#### QUOTED PASSAGE
◆ ◆ ◆ ◆ ◆
Respected senior and leading doctor in Papua New Guinea, Professor Glen Mola, Gynecologist at the Port Moresby General Hospital, Obstetrics and Gynecology Department has sounded the alarm on PNG’s fast-growing population, calling it a “national emergency” and urging urgent investment in family planning, education, and reproductive health services.
In a high-level panel discussion to commemorate “World Population Day” hosted by Marie Stopes PNG in partnership with UNFPA, Prof. Mola highlighted that nearly 50% of the country’s population is under 18, raising serious questions about how the nation can cope with the demands of such a young demographic.
“How on earth can you manage a country where half the population is under 19?” he asked.
“You can’t do much when you’re 17. The demographic dividend depends on people who can do stuff.”
Prof. Mola pointed to comparisons with countries like China, which implemented strict population policies to control growth and invest in its future.
By contrast, PNG’s population has surged from 1.9 million in 1960 to an estimated 15 million today, with some regions seeing girls as young as teenagers arriving in cities, pregnant and without support.
“We don’t meet people until they’re already pregnant,” he said.
“And many girls are abandoned by their boyfriends before they even get medical help.”
He emphasized the need for stronger sexual and reproductive health education, citing tragic cases of maternal deaths, illegal abortions, and babies dying in hospitals.
The weekly mortality reviews in his department, he said, are heartbreaking.
“We review 31 dead babies every Friday. Could we have saved them? Maybe — if we had better care, better planning, and fewer pregnancies.”
A key message throughout his speech was family size: “The right number is two,” he repeated.
“Too many babies mean no future for our families, and no future for PNG.”
Despite education being seen globally as a solution to population growth, he warned that even tertiary-educated parents in PNG are having up to seven children, citing affordability and lack of long-term planning.
“One couple earning over K8,000 a fortnight had their seventh child,” he said.
“It’ll cost over a million kina to educate all of them — have they thought about that?”
He called for a reorientation of the education system to focus not just on knowledge, but on implementation in everyday life.
“We’re not implementing what we learn. And if we don’t start now, we’ll keep failing our children.”
Prof. Mola closed with a stark message: the time for polite discussions is over. PNG’s future depends on acting now with urgency, honesty, and bold family planning measures.
◆ ◆ ◆ ◆ ◆
#### GIVEN INFORMATION

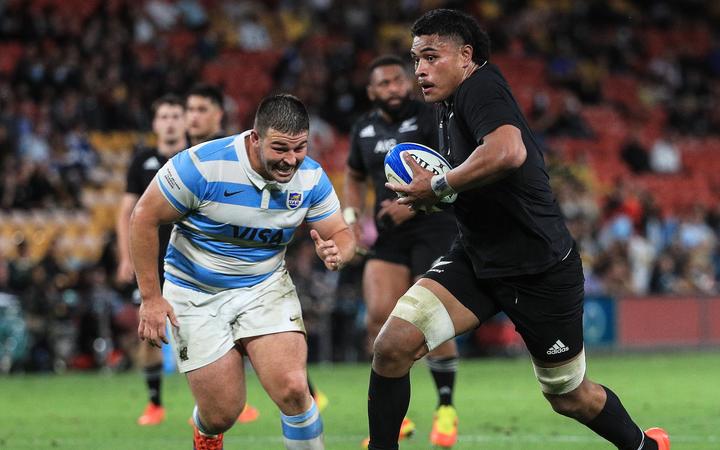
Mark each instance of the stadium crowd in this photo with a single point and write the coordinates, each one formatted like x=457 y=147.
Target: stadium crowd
x=72 y=68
◆ ◆ ◆ ◆ ◆
#### WORK ORDER 1
In the article on PNG's population growth, shorten the paragraph beginning "By contrast, PNG's population has surged" while keeping its main facts.
#### WORK ORDER 2
According to the article on PNG's population growth, who hosted the World Population Day panel discussion?
#### WORK ORDER 3
Reproduce the part of the article on PNG's population growth starting at "In a high-level" and ending at "in its future.".
Rely only on the article on PNG's population growth.

#### RESULT 1
PNG's population grew from 1.9 million in 1960 to an estimated 15 million today, and in some regions teenage girls arrive in cities pregnant and without support.

#### RESULT 2
Marie Stopes PNG, in partnership with UNFPA.

#### RESULT 3
In a high-level panel discussion to commemorate “World Population Day” hosted by Marie Stopes PNG in partnership with UNFPA, Prof. Mola highlighted that nearly 50% of the country’s population is under 18, raising serious questions about how the nation can cope with the demands of such a young demographic.
“How on earth can you manage a country where half the population is under 19?” he asked.
“You can’t do much when you’re 17. The demographic dividend depends on people who can do stuff.”
Prof. Mola pointed to comparisons with countries like China, which implemented strict population policies to control growth and invest in its future.